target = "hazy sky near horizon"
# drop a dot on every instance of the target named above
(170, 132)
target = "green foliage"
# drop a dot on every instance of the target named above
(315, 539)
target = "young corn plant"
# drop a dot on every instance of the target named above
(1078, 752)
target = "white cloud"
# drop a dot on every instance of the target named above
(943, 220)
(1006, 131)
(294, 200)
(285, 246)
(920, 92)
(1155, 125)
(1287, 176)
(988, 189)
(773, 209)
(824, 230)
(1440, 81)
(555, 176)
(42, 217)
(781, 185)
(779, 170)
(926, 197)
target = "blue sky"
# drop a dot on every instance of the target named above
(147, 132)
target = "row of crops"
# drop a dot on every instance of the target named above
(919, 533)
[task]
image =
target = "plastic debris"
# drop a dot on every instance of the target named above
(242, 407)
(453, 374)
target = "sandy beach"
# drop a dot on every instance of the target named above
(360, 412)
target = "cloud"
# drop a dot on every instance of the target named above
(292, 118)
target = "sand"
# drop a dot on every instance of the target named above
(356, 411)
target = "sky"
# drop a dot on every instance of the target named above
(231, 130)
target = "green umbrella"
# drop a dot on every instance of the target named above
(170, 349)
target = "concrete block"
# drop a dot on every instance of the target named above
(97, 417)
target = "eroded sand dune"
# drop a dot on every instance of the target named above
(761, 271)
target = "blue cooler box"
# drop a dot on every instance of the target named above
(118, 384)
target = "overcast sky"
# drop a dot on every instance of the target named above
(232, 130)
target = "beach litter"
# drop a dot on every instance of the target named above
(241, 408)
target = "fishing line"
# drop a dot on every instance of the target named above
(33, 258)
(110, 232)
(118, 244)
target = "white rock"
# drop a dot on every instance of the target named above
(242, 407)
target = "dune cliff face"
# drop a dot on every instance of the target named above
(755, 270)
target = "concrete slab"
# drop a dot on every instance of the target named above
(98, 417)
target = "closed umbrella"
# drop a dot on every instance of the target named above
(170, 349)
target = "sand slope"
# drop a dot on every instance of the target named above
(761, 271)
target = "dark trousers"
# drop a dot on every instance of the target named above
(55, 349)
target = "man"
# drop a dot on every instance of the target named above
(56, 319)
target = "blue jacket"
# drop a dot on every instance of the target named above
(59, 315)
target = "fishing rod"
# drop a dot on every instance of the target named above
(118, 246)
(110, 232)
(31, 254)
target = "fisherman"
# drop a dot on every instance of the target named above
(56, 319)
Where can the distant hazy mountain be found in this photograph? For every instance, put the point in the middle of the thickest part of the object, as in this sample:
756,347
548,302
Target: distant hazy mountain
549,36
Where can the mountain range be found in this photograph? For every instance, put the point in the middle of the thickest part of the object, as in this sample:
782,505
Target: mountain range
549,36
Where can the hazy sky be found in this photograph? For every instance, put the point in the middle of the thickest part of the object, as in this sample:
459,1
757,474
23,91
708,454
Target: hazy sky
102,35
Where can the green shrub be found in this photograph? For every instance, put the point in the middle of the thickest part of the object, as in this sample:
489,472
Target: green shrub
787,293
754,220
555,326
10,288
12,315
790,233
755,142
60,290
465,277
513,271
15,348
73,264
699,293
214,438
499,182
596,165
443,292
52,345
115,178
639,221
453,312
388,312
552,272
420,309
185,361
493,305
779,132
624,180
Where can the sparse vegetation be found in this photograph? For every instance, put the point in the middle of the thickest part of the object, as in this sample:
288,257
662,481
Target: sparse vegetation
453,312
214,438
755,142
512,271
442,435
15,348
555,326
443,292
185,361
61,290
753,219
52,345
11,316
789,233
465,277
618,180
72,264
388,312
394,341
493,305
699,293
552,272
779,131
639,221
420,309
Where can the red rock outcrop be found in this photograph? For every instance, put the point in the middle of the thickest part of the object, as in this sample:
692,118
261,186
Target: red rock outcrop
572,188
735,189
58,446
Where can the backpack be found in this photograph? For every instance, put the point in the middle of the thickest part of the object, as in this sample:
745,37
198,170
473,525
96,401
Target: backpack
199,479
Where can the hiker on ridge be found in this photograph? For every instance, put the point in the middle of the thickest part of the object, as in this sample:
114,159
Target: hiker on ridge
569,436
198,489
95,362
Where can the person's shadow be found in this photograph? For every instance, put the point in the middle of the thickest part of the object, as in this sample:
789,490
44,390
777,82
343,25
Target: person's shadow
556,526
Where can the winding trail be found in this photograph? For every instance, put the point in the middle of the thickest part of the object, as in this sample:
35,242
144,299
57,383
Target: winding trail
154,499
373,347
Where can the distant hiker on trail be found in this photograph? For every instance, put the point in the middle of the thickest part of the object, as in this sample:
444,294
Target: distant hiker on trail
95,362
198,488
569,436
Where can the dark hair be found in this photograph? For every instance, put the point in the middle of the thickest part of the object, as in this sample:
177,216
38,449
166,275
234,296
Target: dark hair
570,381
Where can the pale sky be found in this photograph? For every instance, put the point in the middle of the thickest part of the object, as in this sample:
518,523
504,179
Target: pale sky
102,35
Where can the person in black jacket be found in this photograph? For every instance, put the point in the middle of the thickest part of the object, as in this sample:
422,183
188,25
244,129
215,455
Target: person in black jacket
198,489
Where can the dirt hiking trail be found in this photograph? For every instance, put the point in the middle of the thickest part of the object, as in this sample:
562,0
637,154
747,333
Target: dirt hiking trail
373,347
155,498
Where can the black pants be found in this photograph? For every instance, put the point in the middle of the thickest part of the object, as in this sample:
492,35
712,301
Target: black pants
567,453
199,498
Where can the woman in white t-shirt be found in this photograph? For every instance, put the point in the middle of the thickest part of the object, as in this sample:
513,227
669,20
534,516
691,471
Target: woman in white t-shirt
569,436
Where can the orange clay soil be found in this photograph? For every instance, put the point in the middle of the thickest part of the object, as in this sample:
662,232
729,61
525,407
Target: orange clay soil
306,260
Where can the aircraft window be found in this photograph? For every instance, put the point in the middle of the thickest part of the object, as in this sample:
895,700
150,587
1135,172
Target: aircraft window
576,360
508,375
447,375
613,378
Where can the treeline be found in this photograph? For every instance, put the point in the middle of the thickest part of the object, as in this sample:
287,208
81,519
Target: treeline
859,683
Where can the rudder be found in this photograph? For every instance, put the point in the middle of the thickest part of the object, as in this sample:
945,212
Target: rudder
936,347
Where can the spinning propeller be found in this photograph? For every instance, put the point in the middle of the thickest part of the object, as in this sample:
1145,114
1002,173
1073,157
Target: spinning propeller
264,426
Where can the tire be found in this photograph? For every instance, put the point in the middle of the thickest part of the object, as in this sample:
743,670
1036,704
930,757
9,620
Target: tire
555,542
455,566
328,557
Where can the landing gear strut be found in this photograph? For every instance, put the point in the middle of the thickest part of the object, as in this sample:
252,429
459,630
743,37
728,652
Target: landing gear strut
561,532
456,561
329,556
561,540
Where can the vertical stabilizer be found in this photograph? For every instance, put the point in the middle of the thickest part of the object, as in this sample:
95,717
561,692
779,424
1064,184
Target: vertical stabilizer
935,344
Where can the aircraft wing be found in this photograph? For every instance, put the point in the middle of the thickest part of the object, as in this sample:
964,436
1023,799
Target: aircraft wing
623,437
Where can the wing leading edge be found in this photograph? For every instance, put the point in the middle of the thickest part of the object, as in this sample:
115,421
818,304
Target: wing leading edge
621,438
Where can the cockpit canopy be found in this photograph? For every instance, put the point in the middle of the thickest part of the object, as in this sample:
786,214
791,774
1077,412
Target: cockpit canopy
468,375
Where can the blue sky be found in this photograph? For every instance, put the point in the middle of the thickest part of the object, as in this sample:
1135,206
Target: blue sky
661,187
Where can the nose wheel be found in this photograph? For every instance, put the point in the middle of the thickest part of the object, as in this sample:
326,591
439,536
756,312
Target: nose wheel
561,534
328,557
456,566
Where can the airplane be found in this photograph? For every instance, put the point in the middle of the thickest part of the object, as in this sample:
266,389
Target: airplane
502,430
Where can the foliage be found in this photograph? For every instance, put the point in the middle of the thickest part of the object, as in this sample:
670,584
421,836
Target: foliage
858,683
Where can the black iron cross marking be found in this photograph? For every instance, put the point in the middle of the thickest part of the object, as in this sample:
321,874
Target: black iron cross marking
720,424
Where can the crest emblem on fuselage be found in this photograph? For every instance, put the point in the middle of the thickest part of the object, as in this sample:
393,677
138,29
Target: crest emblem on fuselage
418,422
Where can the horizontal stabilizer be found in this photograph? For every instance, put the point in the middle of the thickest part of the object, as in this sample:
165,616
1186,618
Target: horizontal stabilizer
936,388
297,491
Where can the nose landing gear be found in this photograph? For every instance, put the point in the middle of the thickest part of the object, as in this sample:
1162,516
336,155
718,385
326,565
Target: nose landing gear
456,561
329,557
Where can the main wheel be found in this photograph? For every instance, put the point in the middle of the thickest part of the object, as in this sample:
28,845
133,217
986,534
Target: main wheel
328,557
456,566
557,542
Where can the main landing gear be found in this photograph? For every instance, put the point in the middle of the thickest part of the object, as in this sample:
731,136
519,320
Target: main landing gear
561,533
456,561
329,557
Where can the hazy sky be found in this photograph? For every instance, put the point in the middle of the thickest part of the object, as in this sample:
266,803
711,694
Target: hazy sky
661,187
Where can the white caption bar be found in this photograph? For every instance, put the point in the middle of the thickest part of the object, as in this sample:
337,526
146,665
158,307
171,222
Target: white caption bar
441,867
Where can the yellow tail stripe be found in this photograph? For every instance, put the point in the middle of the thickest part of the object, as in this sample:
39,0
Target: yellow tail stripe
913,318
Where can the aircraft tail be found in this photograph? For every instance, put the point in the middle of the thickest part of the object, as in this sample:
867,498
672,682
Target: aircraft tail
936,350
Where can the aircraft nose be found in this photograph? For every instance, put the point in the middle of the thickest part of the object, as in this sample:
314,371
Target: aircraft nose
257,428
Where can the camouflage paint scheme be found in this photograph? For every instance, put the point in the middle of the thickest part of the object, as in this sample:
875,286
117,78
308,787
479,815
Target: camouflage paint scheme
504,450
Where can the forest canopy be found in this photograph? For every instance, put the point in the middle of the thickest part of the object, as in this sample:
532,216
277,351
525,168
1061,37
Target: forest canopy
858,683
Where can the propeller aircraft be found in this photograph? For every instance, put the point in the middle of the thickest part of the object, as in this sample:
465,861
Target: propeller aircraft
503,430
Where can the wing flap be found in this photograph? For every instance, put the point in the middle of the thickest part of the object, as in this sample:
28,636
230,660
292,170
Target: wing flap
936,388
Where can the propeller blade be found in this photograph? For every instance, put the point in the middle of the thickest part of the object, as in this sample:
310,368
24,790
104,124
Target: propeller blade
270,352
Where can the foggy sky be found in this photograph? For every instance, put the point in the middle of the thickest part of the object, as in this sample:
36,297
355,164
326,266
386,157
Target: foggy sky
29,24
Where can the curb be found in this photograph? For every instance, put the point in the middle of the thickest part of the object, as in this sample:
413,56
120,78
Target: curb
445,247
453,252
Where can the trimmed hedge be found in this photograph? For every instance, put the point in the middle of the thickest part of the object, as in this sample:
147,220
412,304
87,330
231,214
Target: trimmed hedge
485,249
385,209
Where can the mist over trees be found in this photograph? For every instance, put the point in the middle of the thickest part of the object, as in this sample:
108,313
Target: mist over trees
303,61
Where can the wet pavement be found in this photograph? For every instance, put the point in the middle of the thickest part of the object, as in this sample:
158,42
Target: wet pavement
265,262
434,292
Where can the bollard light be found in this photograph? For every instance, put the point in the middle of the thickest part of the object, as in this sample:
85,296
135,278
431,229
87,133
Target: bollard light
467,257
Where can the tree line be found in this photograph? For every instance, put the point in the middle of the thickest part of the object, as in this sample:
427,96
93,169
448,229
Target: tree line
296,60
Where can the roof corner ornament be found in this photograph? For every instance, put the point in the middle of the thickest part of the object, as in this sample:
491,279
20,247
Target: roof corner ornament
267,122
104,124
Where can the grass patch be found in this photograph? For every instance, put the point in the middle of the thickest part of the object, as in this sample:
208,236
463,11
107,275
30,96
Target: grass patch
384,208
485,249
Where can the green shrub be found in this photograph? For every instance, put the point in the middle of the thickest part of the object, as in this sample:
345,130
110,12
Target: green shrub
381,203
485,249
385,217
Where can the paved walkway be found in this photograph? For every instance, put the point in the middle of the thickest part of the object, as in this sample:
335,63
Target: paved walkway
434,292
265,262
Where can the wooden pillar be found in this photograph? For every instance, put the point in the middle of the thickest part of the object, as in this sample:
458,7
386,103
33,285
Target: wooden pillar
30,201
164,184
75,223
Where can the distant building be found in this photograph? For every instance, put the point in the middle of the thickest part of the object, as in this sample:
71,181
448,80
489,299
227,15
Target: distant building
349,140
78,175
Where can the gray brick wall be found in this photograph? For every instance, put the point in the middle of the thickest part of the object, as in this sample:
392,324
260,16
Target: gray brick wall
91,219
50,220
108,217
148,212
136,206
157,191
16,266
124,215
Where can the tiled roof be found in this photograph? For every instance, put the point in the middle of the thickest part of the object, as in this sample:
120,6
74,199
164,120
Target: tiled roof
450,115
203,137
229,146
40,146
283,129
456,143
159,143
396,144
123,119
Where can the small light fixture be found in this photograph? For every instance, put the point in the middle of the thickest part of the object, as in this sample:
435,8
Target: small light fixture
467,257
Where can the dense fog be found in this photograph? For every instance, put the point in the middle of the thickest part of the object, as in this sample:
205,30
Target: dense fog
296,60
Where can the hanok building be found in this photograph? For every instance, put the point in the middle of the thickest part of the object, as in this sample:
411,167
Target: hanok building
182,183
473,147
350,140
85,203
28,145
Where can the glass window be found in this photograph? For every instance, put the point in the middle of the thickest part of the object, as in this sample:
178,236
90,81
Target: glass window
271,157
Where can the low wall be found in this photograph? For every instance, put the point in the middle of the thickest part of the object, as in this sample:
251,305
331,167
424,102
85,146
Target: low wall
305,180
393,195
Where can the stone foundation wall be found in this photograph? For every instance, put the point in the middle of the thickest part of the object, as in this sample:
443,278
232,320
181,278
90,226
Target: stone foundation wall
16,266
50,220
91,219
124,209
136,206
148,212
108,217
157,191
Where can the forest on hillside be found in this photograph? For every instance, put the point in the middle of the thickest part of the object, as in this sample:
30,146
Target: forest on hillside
---+---
Problem to work on: Look through the entries above; copy every line holding the string "umbrella".

Your response:
target = "green umbrella"
target = "closed umbrella"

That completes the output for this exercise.